DOCUMENT:
▼
With the rise of PHP developer as career, many are trying to get their share in the pie. Lately I’ve met a number of developers who have worked for more than one/two years in developing PHP applications in various companies and they consider themselves as “senior” developers. They try to emphasize that they’ve done enough raw programming and they are now in a position where they’ll only design architecture of applications.

When you interview them and ask about complex topics, they’ll reply: “Oh my last company didn’t allow me work with that, but I’ll be able to grab that in a day“. You trust them and think that if they get the chance, they’ll sure be able to excel. After all, they’ve got that Company X’s experience and Guru Y’s reference.

At first everybody gets amazed with these developers employment history, the projects they’ve done, the technical jargons they can utter, the ideology/framework/pattern they talk about, etc etc. Everybody wants them in their team. The team who gets them finally are happier than ever, after all life will get easier to have such an expert in team.
▲
CHALLENGES:
(A) Rewrite the stretch of the passage on PHP developers from "With the rise" through "Guru Y’s reference.", putting "experienced" in place of "senior".
(B) Extend the passage on PHP developers, picking up after its final sentence.

(Excerpts from segmentation records)
▼
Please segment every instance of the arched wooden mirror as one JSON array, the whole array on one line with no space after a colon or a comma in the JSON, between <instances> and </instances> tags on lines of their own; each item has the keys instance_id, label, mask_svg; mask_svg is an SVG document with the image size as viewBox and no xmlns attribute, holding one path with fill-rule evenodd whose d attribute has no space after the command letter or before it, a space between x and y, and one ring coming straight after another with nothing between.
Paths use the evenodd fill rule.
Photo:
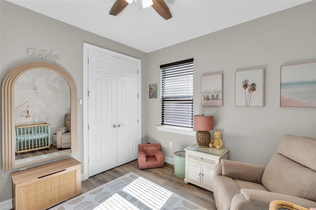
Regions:
<instances>
[{"instance_id":1,"label":"arched wooden mirror","mask_svg":"<svg viewBox=\"0 0 316 210\"><path fill-rule=\"evenodd\" d=\"M46 63L15 68L2 85L2 127L3 171L77 151L77 88L72 78Z\"/></svg>"}]
</instances>

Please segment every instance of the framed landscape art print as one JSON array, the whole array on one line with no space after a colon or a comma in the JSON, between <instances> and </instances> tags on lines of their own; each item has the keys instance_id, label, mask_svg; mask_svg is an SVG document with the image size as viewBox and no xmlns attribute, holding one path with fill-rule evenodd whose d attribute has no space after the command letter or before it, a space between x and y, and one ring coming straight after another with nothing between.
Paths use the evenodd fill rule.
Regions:
<instances>
[{"instance_id":1,"label":"framed landscape art print","mask_svg":"<svg viewBox=\"0 0 316 210\"><path fill-rule=\"evenodd\" d=\"M223 105L223 73L201 76L201 105Z\"/></svg>"},{"instance_id":2,"label":"framed landscape art print","mask_svg":"<svg viewBox=\"0 0 316 210\"><path fill-rule=\"evenodd\" d=\"M235 71L235 106L264 106L264 68Z\"/></svg>"},{"instance_id":3,"label":"framed landscape art print","mask_svg":"<svg viewBox=\"0 0 316 210\"><path fill-rule=\"evenodd\" d=\"M280 106L316 107L316 62L281 66Z\"/></svg>"}]
</instances>

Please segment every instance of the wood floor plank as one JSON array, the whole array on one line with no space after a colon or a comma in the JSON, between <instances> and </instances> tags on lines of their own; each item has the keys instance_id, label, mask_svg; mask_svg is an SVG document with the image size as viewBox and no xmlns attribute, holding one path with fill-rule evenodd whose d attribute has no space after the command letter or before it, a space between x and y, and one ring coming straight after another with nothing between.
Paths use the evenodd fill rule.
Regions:
<instances>
[{"instance_id":1,"label":"wood floor plank","mask_svg":"<svg viewBox=\"0 0 316 210\"><path fill-rule=\"evenodd\" d=\"M192 184L174 175L173 166L167 163L163 168L140 170L137 160L106 171L81 182L82 193L105 183L133 172L161 187L210 210L216 210L213 192Z\"/></svg>"}]
</instances>

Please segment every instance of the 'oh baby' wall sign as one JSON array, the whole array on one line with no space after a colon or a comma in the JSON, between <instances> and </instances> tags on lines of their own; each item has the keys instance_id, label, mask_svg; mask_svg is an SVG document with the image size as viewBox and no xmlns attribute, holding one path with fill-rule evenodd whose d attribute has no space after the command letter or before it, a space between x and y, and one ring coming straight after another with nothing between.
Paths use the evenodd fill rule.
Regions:
<instances>
[{"instance_id":1,"label":"'oh baby' wall sign","mask_svg":"<svg viewBox=\"0 0 316 210\"><path fill-rule=\"evenodd\" d=\"M61 60L59 55L54 55L53 51L51 50L48 52L46 50L40 51L38 50L37 48L28 48L27 50L28 55L31 57L38 57L43 59L51 59L55 61L55 64L58 64Z\"/></svg>"}]
</instances>

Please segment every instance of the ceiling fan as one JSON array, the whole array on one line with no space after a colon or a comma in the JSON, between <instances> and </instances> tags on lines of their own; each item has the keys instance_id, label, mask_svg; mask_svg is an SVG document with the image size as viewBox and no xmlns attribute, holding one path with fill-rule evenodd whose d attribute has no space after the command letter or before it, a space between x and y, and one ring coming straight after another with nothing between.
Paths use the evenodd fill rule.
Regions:
<instances>
[{"instance_id":1,"label":"ceiling fan","mask_svg":"<svg viewBox=\"0 0 316 210\"><path fill-rule=\"evenodd\" d=\"M159 14L159 15L162 17L165 20L168 20L172 17L171 13L170 12L169 7L164 2L163 0L152 0L152 5L151 3L149 4L147 4L147 6L144 6L144 2L148 2L148 0L141 0L143 3L143 7L150 6L151 5L154 8L154 9ZM129 3L131 3L133 0L117 0L115 2L112 7L110 10L109 14L112 15L117 16L120 12L126 7ZM144 2L143 2L144 1ZM151 2L150 2L151 3Z\"/></svg>"}]
</instances>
▲
EXPECTED ANSWERS:
(A)
With the rise of PHP developer as career, many are trying to get their share in the pie. Lately I’ve met a number of developers who have worked for more than one/two years in developing PHP applications in various companies and they consider themselves as “experienced” developers. They try to emphasize that they’ve done enough raw programming and they are now in a position where they’ll only design architecture of applications.

When you interview them and ask about complex topics, they’ll reply: “Oh my last company didn’t allow me work with that, but I’ll be able to grab that in a day“. You trust them and think that if they get the chance, they’ll sure be able to excel. After all, they’ve got that Company X’s experience and Guru Y’s reference.

(B)
Soon projects get rolling and everybody in his/her team is eagerly waiting to see the magics from these “senior” developers. To their disappointment, more ideas/criticism/review (e.g. “Pattern X is better than pattern Y. Why you’re choosing X?”, “Why are you doing Z in this way? Who taught you this?”, “Have you ever heard of DEF?”, “I have done research on DB normalization and you teach me schema?“) takes place but they don’t see actual code from these developers.

They come to office in an awkward timing, leaves early, works with personal things at office - but nobody can question their activity as people might not believe them. With much regret, the remaining team members continue to complete the work which the “senior” developer was suppose to do. Instead of a team synergy, an unintended pressure is created in the team.

Eventually the project misses deadline by miles, team members become unhappy as they had to do extra work each day to cover the team’s ass, company gets screwed as client is unhappy and decides not to do repeat business. Company digs down the cause of the failure, finds the responsible person, and fires them away.

Surprisingly, when a friend of the “senior” developer asks them in a social party: “What happened with the Company X you were working on?”, they’ll reply: “Oh that crap! You know, it’s a pain to work with junior developers. They don’t understand things. All they know is coding, no knowledge, no understanding of architecture. And the management is so poor, you won’t believe……“.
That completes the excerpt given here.